═════ Dataset ═════

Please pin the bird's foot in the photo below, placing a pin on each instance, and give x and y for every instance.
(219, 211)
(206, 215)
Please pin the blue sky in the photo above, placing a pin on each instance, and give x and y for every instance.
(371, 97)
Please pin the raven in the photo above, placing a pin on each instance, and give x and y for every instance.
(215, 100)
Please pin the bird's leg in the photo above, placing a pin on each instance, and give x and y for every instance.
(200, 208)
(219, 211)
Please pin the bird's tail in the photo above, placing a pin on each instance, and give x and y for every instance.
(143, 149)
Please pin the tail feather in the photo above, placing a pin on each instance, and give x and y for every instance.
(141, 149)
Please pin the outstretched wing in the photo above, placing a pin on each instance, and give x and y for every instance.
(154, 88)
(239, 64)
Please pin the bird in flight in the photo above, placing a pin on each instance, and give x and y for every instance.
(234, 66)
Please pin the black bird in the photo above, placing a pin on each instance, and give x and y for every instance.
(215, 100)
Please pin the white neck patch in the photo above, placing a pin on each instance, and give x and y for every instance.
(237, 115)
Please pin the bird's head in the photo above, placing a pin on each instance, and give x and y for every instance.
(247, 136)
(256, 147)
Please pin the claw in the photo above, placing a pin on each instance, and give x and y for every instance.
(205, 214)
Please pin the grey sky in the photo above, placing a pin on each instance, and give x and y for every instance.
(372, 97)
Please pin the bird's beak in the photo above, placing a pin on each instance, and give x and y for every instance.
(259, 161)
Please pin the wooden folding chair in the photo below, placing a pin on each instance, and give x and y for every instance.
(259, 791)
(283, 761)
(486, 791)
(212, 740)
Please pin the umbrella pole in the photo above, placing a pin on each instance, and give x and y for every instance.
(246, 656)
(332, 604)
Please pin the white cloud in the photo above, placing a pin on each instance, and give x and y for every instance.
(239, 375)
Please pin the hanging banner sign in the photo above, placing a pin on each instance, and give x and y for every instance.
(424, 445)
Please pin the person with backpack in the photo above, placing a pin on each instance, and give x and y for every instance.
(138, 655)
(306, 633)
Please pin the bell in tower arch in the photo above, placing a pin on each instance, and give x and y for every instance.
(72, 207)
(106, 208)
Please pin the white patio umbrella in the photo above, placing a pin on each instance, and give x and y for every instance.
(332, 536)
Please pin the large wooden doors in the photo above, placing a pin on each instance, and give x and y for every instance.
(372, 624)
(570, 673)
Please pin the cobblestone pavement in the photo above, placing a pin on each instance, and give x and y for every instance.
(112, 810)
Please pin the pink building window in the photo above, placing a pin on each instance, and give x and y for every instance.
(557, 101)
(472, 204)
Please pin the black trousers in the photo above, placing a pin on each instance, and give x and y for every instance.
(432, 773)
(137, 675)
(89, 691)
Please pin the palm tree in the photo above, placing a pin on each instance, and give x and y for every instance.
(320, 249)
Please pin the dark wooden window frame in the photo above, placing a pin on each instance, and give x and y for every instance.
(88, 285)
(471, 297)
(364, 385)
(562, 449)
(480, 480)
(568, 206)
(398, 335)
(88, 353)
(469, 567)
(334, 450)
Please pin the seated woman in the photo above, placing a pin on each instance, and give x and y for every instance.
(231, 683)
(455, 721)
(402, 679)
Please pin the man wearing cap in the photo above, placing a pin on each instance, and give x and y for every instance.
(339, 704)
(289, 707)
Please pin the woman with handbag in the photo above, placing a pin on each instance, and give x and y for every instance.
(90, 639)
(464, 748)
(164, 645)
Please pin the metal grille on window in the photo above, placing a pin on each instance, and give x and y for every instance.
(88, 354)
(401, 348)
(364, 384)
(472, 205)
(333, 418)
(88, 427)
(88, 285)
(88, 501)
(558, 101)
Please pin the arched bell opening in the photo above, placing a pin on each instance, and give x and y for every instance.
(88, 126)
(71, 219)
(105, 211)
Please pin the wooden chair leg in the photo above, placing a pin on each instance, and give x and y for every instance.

═════

# Exercise details
Quote each of the records above word for word, line by line.

# Completed exercise
Please pin the bird's foot in the photo below, placing a pin on each instance, and give x and y for every instance.
(219, 211)
(206, 215)
Please pin the blue sky in the photo above, placing a pin on each instance, and give x and y for every instance.
(371, 97)
Please pin the raven in the photo above, placing a pin on each instance, and give x and y for every instance.
(215, 100)
Please pin the bird's leg in the photo above, placing a pin on each instance, and give x and y for every instance.
(200, 208)
(219, 211)
Please pin the bird's tail in the photo above, placing a pin on each instance, and give x and y for every instance.
(143, 149)
Please pin the tail feather in the photo above, placing a pin on each instance, and give x and y for every instance.
(141, 149)
Please pin the outstretched wing in the photo above, placing a pin on each instance, and give x and y for every instance.
(154, 88)
(239, 64)
Please pin the bird in flight in the photo above, placing a pin on each instance, and give x and y for every instance.
(234, 66)
Please pin the black bird in the photo above, placing a pin on each instance, and give x and y for every instance.
(215, 100)
Please pin the white neck patch in the photo above, placing a pin on each instance, and give x and y for every instance.
(237, 115)
Please pin the bird's head in the photo above, placing a pin on each instance, and give x and y for every instance.
(247, 136)
(256, 147)
Please pin the claw in the photo above, placing a pin on each instance, and give x and y for every instance.
(205, 214)
Please pin the grey sky in the photo above, placing a pin on each instance, and give x and y for every instance.
(372, 97)
Please pin the bird's beak in the photo above, placing a pin on each instance, and give x and y for every instance.
(259, 161)
Please pin the wooden folding chair in the photo below, placing a pin on each instance, and give x and y for every instance.
(259, 791)
(283, 761)
(486, 791)
(212, 740)
Please pin the umbrella pole in the photo above, placing a pin on each instance, and give x and y for every instance.
(246, 656)
(332, 604)
Please pin the white cloud in the photo above, placing a pin on each instance, and give x and y for every instance.
(239, 375)
Please pin the hanging banner sign in the photo above, placing a pin on each instance, and give x and y for every instance.
(424, 445)
Please pin the person with backpack in the photo above, placing a pin on each instance, and give x and y for every instance.
(138, 655)
(306, 633)
Please pin the bell in tower arch in the photo above, placing a pin on each instance, and give x and y for every instance.
(72, 207)
(106, 208)
Please pin the white patio umbrella in the photo above, placing a pin on each instance, and give x and y for every instance.
(332, 536)
Please pin the large wooden doors in the photo above, placing a pin on each instance, and give x and y for every instance.
(372, 624)
(570, 673)
Please pin the cobblestone pavement in the photo above, placing a pin on each instance, and give x and y for every instance.
(112, 810)
Please pin the pink building window in the photo above, placing a pin on each instance, and give x and y for every instance.
(557, 101)
(472, 204)
Please pin the black trousers in the photo above, placing a pin on each instance, and give x and y for every instance.
(432, 773)
(137, 675)
(89, 691)
Please pin the palm tree in the photo above, placing a pin on each instance, and give x and y for every instance.
(320, 249)
Please pin the dark wooden window frame in the photo above, placing a pin on each instance, and give x and y for every instance.
(88, 285)
(471, 297)
(364, 385)
(562, 449)
(480, 480)
(568, 206)
(398, 335)
(88, 353)
(469, 567)
(334, 450)
Please pin the seated woman in the photo above, placing a pin on each instance, and give x and y for every instance.
(231, 683)
(455, 721)
(402, 679)
Please pin the man wearing cap in the photo above, placing a pin on each instance, and give x and y for every instance.
(339, 704)
(289, 707)
Please pin the woman with handbag in the photo above, placing a pin on each instance, and give x and y for every instance.
(90, 639)
(464, 748)
(164, 645)
Please pin the metal grille on window in the photo above, placing a pin on each instance, and give x and y for every instance.
(88, 354)
(401, 348)
(364, 384)
(472, 205)
(333, 418)
(88, 427)
(88, 285)
(88, 501)
(558, 101)
Please pin the arched bell opening in the photo above, placing a pin on each instance, and give x and y for every instance.
(88, 126)
(71, 219)
(105, 211)
Please pin the wooden chair leg in the photo above, placing a pin on each instance, and give x and y for every instance.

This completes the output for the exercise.